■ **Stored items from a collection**
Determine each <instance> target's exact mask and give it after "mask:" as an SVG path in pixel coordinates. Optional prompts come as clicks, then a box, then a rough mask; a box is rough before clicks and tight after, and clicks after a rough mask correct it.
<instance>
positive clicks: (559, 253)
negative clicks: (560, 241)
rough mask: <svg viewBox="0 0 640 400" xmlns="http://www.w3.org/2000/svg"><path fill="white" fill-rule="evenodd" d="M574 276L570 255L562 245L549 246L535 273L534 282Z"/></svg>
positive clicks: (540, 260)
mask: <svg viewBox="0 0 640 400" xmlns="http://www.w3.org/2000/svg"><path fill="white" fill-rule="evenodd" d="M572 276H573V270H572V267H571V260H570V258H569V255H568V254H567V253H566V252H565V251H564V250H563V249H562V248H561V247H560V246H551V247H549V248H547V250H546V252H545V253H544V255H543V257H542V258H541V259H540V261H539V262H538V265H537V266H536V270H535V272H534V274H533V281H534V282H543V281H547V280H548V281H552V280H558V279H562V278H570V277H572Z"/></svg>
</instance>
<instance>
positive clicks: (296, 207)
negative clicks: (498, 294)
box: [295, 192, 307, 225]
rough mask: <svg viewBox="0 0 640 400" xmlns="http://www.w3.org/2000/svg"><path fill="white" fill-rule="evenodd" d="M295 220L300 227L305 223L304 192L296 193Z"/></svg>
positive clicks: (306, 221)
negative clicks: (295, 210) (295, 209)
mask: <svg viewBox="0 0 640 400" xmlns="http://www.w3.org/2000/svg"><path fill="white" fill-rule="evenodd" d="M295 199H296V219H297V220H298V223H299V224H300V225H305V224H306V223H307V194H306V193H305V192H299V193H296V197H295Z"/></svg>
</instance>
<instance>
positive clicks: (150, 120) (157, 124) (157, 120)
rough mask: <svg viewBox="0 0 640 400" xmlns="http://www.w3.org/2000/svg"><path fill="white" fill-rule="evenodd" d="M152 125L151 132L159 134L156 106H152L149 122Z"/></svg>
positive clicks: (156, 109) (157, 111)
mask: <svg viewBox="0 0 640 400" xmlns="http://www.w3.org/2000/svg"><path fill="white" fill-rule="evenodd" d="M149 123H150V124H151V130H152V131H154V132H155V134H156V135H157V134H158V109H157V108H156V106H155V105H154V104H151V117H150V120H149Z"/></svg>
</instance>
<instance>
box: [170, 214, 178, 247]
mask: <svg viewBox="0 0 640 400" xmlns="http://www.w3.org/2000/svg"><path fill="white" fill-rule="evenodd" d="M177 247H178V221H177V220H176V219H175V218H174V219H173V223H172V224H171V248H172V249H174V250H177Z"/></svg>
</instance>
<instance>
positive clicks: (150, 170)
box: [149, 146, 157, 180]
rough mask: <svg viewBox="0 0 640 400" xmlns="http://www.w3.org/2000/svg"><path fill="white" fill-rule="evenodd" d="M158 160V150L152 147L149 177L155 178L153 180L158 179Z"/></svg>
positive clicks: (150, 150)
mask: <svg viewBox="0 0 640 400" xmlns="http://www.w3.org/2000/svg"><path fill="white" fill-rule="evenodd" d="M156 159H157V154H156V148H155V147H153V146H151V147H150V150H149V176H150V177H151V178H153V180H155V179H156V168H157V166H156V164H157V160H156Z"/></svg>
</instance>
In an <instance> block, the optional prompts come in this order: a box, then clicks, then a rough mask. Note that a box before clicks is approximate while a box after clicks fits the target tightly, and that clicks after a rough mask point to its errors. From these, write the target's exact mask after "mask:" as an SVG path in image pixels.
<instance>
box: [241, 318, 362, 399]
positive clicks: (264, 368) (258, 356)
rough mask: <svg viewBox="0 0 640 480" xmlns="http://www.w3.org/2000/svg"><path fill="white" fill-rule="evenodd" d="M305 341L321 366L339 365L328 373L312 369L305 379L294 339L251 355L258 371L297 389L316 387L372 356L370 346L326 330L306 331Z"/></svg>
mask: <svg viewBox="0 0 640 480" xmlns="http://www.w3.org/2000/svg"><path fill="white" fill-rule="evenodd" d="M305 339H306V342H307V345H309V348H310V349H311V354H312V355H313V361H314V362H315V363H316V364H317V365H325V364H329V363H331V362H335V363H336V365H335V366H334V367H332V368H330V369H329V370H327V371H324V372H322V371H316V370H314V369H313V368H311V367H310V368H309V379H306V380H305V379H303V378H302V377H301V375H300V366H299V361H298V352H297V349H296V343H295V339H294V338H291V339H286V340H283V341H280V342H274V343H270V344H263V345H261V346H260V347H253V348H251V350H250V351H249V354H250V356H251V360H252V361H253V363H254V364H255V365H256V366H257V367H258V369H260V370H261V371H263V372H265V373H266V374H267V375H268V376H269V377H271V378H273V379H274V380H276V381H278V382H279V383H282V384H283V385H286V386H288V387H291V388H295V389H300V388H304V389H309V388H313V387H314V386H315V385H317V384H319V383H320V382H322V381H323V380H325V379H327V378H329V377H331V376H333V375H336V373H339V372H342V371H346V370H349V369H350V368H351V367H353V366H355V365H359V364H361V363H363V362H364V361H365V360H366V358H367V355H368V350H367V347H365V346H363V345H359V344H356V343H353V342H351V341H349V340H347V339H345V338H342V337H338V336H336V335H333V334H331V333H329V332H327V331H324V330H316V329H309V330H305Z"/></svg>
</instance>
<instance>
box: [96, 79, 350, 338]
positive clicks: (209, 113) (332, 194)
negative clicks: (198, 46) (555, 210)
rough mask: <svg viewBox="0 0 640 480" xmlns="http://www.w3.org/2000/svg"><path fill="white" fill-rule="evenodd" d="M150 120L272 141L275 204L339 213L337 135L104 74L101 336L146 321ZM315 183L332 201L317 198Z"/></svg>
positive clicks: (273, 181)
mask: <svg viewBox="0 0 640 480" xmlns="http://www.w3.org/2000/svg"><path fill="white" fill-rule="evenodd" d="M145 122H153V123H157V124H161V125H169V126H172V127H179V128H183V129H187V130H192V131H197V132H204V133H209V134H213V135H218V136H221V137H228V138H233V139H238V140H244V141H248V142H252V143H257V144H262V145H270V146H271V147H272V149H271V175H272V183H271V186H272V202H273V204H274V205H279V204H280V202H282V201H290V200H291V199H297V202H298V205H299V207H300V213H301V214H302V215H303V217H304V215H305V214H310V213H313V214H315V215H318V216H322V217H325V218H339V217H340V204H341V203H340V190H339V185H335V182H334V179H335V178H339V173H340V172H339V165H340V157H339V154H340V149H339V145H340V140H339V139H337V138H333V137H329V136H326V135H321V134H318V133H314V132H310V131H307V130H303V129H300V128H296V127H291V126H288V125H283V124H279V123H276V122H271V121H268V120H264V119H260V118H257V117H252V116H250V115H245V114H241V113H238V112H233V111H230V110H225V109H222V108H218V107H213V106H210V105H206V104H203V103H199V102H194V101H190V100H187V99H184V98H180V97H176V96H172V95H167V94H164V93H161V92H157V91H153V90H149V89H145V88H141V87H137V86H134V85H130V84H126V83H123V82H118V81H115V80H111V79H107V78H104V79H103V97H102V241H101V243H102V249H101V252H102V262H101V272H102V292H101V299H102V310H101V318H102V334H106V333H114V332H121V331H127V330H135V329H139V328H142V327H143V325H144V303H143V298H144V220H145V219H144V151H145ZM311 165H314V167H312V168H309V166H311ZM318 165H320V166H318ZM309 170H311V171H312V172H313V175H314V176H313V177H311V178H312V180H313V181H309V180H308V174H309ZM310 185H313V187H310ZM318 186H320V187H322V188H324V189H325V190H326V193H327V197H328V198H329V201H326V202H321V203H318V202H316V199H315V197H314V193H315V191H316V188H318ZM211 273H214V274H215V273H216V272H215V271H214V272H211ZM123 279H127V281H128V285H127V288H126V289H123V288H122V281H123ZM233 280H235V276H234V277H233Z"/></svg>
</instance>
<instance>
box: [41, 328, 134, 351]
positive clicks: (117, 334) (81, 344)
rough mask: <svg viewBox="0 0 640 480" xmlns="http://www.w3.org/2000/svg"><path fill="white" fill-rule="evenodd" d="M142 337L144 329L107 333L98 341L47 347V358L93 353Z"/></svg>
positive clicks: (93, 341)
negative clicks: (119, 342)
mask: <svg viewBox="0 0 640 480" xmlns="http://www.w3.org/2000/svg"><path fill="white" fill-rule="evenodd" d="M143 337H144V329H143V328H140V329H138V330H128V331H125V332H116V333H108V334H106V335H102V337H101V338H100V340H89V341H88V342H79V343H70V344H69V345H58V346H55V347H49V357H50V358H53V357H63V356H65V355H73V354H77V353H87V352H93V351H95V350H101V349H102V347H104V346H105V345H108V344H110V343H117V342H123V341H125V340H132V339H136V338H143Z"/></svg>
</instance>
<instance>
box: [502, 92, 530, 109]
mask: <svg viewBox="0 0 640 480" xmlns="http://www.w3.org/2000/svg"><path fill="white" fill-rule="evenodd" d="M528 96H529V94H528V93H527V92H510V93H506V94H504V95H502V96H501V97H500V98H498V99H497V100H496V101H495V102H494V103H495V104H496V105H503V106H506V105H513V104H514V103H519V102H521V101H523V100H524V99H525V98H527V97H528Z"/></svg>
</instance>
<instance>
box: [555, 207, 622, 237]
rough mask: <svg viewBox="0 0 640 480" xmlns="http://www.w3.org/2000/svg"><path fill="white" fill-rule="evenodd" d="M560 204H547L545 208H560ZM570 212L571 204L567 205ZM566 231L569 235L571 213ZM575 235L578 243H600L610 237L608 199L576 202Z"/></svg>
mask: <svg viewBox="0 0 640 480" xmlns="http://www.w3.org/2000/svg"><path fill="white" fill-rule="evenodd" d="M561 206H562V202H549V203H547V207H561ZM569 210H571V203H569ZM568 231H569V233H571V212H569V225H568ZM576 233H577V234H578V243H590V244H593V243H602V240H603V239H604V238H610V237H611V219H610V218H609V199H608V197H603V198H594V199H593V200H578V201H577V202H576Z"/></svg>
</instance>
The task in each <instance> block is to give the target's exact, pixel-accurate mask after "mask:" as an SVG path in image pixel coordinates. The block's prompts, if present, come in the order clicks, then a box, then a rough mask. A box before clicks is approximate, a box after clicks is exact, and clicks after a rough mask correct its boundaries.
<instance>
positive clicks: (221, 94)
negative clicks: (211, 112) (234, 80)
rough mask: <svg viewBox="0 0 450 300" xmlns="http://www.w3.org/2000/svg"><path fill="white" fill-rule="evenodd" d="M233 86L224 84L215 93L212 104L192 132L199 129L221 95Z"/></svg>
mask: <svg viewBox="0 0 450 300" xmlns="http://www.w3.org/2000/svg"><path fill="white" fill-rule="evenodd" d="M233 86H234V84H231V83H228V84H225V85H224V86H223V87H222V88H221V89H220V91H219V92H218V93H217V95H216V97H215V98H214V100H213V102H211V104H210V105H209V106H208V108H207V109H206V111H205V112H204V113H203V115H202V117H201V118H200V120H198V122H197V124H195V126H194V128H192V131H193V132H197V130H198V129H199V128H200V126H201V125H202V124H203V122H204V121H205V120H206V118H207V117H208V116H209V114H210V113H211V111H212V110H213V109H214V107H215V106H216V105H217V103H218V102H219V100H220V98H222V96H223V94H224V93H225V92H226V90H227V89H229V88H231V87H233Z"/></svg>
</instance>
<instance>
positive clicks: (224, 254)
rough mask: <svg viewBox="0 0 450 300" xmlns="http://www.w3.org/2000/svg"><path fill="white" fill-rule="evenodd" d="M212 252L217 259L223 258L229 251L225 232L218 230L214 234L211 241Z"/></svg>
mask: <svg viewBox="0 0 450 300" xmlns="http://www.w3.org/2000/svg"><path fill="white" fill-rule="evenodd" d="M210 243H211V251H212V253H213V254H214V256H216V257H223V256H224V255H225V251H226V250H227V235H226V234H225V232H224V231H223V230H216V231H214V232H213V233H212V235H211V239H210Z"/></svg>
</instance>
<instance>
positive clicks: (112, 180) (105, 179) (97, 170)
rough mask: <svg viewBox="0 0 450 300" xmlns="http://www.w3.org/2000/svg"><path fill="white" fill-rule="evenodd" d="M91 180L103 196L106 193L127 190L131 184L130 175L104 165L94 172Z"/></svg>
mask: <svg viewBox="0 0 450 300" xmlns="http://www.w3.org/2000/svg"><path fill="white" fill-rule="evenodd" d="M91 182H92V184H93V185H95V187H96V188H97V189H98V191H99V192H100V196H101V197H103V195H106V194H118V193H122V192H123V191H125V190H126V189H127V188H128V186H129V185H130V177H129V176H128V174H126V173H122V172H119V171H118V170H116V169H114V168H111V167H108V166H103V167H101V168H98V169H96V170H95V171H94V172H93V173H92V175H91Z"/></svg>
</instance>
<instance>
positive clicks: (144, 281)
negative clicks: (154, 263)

■ **Work required**
Count the lines of the data that contain the string "after". Reply with the number alone.

■ **Exercise result**
3